• Task objective:
Answer from the arcade cabinet build notes:
1. From which company were the remaining pushbuttons ordered?
2. How many days did the I-PAC take to ship from London to Texas?
3. How many shielded speakers were purchased, and what size were they?

So now I've got plans for the cabinet, but what's going to go in it? This thing needs to look good, sound good, and feel good, so I need to find a good monitor, decent speakers, nice joysticks and pushbuttons, and a good computer to bring it all together.
Joysticks
These were left over from my first MAME machine. After I had finished my first upright, a friend's step-dad bought the cabinet off me, not for use as an arcade machine, but to house a CNC router computer. Naturally, he didn't want the joysticks, pushbuttons, or any of the other electronics in the machine. I was more than happy to part it out, as that system was plagued with problems. There was ghosting on the controls from my keyboard hack, the poor Acer just couldn't keep up with the games, Windows 95 (no problem description needed), and the speakers looked horrid.
After musing over the problems of the old machine, I set out to make sure that they would not occur in the new cocktail table.
The machine would be two player, feature 6 buttons per player, and have 5 control buttons - two for coins, two for player one and two start, and one for game exit. I only had 8 buttons from the last project, so I ordered the remaining buttons from Happ Controls along with a few other parts.
Interface
Determined not to let the problems of the past haunt me, I went back to my research. I ran across a wonderful site called Ultimarc which featured a wonderful product dubbed the I-PAC. I read up on the two-player model and immediately placed my order. After installing and playing with it, I would not hesitate to purchase another. Shipping was wonderfully fast, from London to Texas in 3 days.
Monitor
I have a bunch of monitors. People used to just give them to me. Every now and then I'd pick up a complete computer system at a garage sale for $5 with my eye on a single part. I considered purchasing an arcade monitor, but my budget constraints prevented me from doing so. I could have used a TV set, but I had a ton of monitors handy and was dying to start the project. I went out to the storage shed and grabbed the first monitor I could get my hands on, which just happened to be an old 15" Magnavox SVGA. I used Krylon Fusion to paint the bezel black and a Sharpie to touch up nicks in the paint when I got the finished project to the competition. After a little tweaking of the dimensions to better accommodate the monitor, I moved on to sound.
Sound
Whatever I got, it would have to be shielded. The last thing I want to happen is the colors get all screwy because I put unshielded speakers too close to the monitor. Once again, I headed over to Happ Controls and purchased four 4" shielded speakers and grills. I had a Road Gear 80 watt amplifier that I had purchased at Wal-Mart for the upright, so I decided to use that in combination with the motherboard's on-board sound.

• Entries provided:

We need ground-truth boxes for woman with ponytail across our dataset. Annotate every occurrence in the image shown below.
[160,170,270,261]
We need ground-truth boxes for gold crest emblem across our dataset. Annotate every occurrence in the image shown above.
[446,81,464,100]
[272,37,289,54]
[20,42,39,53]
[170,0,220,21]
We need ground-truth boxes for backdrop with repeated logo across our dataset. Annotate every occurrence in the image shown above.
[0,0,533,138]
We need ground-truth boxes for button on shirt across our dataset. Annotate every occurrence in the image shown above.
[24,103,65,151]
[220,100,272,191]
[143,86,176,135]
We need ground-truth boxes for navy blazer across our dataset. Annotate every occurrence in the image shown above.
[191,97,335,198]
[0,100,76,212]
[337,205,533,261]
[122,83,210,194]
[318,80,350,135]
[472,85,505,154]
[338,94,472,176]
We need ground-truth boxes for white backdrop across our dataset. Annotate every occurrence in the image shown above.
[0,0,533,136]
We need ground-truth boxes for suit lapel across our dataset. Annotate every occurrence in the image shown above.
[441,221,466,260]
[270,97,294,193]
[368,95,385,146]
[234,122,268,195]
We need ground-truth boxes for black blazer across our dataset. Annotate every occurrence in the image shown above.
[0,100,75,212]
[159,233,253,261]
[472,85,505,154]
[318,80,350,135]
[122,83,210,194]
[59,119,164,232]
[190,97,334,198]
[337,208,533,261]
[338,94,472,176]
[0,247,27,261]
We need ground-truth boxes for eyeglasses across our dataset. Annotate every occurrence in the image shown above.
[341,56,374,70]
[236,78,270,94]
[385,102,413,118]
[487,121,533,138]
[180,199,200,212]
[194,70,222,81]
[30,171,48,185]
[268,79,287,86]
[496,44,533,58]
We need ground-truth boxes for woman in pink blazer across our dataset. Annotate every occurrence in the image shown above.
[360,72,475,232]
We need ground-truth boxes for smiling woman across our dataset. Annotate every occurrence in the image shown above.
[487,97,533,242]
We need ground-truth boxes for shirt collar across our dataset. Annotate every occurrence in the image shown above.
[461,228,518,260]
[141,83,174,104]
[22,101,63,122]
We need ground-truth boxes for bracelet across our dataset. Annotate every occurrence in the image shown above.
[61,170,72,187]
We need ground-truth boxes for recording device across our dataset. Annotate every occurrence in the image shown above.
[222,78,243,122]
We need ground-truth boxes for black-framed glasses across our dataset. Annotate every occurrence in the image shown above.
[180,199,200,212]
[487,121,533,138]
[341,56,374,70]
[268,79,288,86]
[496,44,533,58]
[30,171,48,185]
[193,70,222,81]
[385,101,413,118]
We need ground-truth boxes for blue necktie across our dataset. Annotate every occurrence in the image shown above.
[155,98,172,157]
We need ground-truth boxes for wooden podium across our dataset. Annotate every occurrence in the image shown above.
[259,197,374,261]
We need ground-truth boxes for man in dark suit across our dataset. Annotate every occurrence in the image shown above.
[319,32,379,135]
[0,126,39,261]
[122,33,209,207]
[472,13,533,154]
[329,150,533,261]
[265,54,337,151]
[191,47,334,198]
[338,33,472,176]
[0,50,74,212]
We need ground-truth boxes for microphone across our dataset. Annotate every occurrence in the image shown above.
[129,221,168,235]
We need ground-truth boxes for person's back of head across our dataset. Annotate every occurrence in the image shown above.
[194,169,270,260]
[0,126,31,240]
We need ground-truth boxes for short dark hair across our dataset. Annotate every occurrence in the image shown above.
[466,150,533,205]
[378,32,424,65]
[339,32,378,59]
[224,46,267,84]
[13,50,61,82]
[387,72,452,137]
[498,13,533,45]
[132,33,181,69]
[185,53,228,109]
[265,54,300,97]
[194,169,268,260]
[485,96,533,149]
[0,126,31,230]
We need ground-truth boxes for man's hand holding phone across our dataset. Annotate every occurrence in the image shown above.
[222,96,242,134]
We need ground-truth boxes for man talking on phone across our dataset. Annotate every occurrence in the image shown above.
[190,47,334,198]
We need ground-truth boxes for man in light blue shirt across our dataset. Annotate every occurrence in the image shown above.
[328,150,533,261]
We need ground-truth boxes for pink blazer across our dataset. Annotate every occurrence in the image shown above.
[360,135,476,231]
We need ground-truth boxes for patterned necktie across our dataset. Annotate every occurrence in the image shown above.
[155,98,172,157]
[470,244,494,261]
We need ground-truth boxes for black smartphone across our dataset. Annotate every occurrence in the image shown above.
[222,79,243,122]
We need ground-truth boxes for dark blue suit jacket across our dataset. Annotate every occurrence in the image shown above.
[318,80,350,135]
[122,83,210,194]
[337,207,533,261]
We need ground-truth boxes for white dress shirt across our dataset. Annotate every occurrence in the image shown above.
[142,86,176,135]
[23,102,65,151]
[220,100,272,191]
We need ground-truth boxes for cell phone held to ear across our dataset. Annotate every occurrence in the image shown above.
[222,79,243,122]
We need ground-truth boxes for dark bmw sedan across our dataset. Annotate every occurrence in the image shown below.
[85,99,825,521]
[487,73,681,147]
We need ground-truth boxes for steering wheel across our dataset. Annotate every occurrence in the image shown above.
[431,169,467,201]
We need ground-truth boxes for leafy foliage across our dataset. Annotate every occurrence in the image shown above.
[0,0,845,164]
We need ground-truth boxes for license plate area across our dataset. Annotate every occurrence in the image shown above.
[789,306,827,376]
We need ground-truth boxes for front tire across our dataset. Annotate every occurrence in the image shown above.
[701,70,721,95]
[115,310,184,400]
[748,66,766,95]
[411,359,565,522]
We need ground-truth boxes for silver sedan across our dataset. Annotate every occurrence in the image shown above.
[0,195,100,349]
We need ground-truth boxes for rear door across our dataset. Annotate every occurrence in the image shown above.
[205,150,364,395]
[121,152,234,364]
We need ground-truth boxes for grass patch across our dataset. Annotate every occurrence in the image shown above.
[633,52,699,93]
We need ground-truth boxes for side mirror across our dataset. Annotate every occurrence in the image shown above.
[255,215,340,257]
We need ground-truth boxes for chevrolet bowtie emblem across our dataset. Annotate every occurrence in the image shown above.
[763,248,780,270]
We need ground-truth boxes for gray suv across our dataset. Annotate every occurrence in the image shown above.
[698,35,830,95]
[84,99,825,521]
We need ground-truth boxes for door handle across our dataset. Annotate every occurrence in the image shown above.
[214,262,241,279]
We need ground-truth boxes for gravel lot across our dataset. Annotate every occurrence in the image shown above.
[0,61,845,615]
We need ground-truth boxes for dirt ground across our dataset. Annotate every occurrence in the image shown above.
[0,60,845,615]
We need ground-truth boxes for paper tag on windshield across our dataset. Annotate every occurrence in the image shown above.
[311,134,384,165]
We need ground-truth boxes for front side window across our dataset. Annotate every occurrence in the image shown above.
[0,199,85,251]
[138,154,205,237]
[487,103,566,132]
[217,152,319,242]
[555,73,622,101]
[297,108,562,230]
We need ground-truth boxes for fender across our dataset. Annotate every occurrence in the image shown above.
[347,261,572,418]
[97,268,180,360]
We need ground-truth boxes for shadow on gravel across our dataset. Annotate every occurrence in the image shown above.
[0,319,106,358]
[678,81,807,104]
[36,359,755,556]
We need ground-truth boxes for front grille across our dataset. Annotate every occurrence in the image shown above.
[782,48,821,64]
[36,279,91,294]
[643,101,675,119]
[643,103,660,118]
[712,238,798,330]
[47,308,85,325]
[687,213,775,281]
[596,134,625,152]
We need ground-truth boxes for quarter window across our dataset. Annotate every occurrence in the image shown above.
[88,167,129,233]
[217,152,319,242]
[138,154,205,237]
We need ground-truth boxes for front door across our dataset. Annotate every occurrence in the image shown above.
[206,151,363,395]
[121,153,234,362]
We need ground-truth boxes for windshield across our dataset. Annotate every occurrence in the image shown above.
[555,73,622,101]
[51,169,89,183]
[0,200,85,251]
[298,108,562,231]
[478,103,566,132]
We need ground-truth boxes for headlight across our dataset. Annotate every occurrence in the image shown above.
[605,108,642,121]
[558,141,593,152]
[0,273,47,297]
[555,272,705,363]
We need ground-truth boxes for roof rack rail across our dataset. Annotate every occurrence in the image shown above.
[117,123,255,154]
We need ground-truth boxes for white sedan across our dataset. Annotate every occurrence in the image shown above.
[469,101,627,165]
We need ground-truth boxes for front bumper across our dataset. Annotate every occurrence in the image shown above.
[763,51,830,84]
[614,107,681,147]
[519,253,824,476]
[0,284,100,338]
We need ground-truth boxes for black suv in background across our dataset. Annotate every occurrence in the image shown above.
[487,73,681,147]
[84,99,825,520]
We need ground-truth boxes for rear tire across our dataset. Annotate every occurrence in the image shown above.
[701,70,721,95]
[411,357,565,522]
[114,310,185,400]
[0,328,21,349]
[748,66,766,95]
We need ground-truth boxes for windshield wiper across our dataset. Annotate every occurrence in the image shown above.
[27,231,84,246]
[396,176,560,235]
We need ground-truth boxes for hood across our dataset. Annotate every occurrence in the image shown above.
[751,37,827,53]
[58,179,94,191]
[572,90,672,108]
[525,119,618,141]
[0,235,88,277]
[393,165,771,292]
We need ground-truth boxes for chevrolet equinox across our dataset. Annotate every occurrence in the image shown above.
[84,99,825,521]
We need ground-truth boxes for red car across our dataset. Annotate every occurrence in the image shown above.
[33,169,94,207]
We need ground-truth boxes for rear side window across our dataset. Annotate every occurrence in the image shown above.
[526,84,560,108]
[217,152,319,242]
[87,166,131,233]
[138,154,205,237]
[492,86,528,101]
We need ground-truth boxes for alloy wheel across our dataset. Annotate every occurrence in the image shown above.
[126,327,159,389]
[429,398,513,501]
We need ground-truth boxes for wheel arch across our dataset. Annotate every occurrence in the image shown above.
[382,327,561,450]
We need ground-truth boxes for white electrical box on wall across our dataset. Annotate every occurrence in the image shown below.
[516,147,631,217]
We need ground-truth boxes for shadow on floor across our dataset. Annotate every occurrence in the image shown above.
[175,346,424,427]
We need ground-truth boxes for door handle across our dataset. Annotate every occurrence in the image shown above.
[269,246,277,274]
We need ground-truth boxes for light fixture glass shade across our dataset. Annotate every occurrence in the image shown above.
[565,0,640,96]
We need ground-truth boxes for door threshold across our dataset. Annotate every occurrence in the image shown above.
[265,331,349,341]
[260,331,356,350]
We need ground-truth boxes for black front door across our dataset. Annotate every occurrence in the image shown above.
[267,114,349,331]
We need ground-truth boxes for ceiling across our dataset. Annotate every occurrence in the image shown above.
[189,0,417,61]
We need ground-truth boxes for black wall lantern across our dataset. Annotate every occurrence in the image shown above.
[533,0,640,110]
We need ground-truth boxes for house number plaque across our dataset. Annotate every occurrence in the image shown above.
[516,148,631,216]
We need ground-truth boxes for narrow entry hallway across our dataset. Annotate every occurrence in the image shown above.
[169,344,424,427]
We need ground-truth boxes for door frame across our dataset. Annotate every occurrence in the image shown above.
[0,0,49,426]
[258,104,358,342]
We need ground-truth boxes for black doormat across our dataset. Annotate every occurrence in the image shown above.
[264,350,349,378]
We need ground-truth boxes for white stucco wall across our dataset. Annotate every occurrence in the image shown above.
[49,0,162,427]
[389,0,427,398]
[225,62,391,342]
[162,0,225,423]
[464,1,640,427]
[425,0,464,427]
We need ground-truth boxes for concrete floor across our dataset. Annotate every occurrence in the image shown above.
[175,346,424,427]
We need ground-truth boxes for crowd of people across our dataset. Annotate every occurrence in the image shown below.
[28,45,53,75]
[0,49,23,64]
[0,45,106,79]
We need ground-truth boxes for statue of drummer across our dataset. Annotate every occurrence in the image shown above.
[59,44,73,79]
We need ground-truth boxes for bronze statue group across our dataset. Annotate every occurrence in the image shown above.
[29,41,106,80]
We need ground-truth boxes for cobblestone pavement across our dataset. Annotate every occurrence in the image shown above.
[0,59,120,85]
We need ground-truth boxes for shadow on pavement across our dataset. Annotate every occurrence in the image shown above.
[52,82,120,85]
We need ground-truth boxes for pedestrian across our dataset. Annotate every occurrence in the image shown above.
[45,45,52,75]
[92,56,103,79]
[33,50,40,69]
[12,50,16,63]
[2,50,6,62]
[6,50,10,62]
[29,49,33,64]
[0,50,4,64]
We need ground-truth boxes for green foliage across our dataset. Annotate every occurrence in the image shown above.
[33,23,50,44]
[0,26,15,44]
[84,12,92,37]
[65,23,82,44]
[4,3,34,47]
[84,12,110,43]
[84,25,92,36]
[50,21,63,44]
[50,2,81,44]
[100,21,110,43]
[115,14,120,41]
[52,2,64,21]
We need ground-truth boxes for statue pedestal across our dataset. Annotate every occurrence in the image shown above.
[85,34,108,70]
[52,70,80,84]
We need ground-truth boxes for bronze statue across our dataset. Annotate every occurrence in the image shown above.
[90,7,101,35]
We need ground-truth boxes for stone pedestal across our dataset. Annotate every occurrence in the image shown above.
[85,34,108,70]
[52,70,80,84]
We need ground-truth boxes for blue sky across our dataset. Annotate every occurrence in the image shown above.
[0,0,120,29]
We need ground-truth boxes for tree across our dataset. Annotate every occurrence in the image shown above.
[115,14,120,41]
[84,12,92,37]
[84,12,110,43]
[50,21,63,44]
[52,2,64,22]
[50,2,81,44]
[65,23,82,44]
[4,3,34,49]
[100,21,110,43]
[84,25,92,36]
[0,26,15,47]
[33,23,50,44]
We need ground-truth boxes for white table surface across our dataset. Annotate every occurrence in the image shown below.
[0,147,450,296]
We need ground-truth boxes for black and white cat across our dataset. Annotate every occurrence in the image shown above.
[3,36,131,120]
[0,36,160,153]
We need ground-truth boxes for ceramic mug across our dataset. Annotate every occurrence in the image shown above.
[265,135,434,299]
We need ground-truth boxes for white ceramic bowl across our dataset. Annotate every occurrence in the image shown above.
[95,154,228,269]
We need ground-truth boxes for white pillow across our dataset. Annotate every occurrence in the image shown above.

• Complete output:
1. Happ Controls
2. 3 days
3. Four, each 4 inches